愛知県豊明市に位置する藤田医科大学病院。形成外科の准教授、井上義一先生は、口唇口蓋裂をはじめとする先天異常の治療で豊富な経験と実績を誇ります。その高度な再建技術は、美容外科領域、とりわけ複雑な「鼻の修正術」においても高く評価されています。今回は井上先生に、医師を目指した原点や形成外科・美容外科への道のり、そして難易度の高い鼻の修正術について、詳しくお話を伺いました。
『ブラック・ジャック』への憧れと、運命的な形成外科医との出会い

____先生が医師を目指されたきっかけについて教えていただけますか?
井上義一先生小学生の頃に見た手塚治虫先生の漫画『ブラック・ジャック』がきっかけです。死に瀕した人を助ける姿に、子どもながらに「すごいな」と憧れを抱いたのを覚えています。もともと生き物が好きで、田舎育ちだったので動物に囲まれて育ちましたし、そういった生命に対する興味も根底にあったのかもしれません。
実は、私の実家は滋賀県で会社を経営しておりまして、長男だったため家業を継ぐという道もありました。しかし、医師免許を取れば、ある意味、家業から離れて自立できるのではないか、という少しよこしまな考えもあり(笑)、周囲の反対を押し切って医学部に進学しました。

* [演習データ]
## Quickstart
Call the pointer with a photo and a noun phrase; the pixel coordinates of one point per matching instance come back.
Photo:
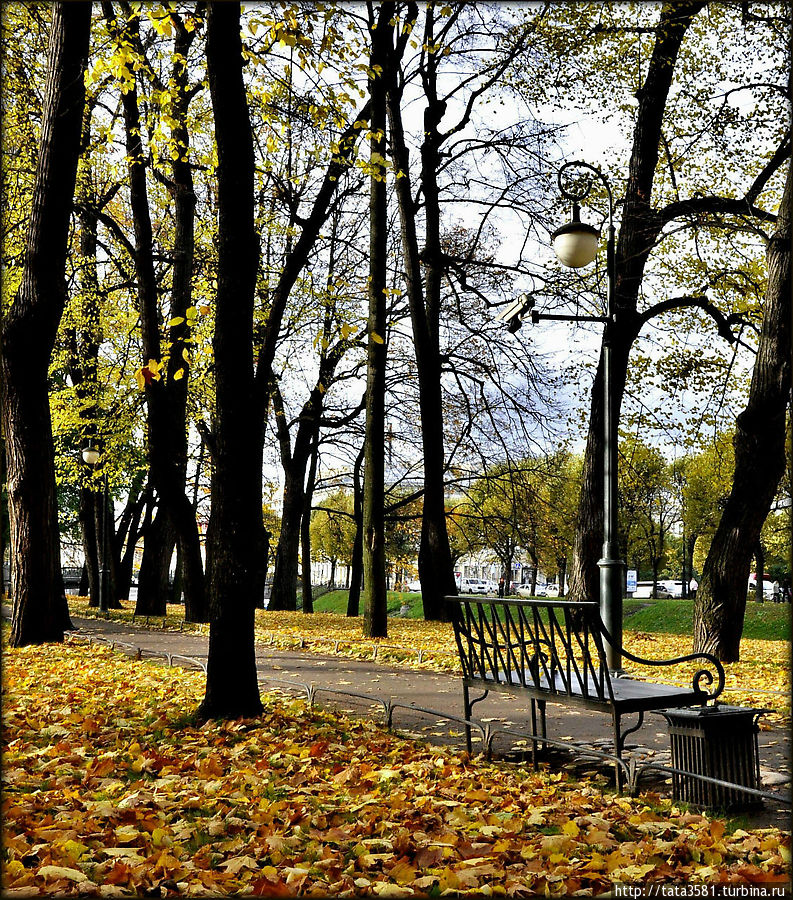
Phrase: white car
(768, 587)
(473, 586)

* [課題一覧]
**a)** 井上義一先生のインタビュー記事によれば、先生が医師を目指すきっかけとなったのは何ですか。
**b)** 井上義一先生のインタビュー記事を、最後の文の後から書き継いでください。
このデータは本課題には一切関係しません。

* [回答一覧]
**a)** 小学生の頃に見た手塚治虫先生の漫画『ブラック・ジャック』です。

**b)**
____そこから、形成外科、そして美容外科の道へ進まれた経緯はどのようなものだったのでしょうか?
井上義一先生藤田保健衛生大学(現:藤田医科大学)医学部を卒業後、実家のある滋賀県の滋賀医科大学の第一外科(一般外科)で研修医として勤務しました。一般外科医で学ぶ中で、食道がん手術で有名な北海道の恵佑会札幌病院へ行くことを勧められ、行った先で出会った先生がとってもかっこよかったんです。
がんで食道を切除する手術は一般外科の先生が行うのですが、その後の再建手術(腸を首のあたりまで持ってきて繋ぐ時に、血管も一緒に繋ぐ手術)を、形成外科の先生がやっていました。非常に高度で繊細な手技を目の当たりにして、「一般外科医でもできないことをやる専門分野があるのか!」と、形成外科医の技術の高さと奥深さに衝撃を受け、強く惹かれました。
美容分野に興味を持ったのは、その先生が普段、開業されている美容外科で働かれていたということもありますが、私の専門が口唇口蓋裂をはじめとする先天異常の治療だったので、美容外科の技術が必要だったということもあります。形成外科と美容外科は密接にリンクしていると感じ、美容医療の分野にも深く関わるようになりました。
形成外科で培った技術を、難易度の高い鼻の修正術へ

____先生が得意とされている施術について教えてください。
井上義一先生鼻の修正術*1を得意としています。というのも、口唇口蓋裂の患者さまの場合、唇だけでなく、鼻の変形を伴うことが多いことから、複雑で高度な鼻の再建手術を数多く経験してきました。その経験が、美容外科における鼻形成、とくに他院で受けた手術後の修正術において、大いに役立っていると感じています。
____鼻の修正術を受ける場合、どのような流れになりますか?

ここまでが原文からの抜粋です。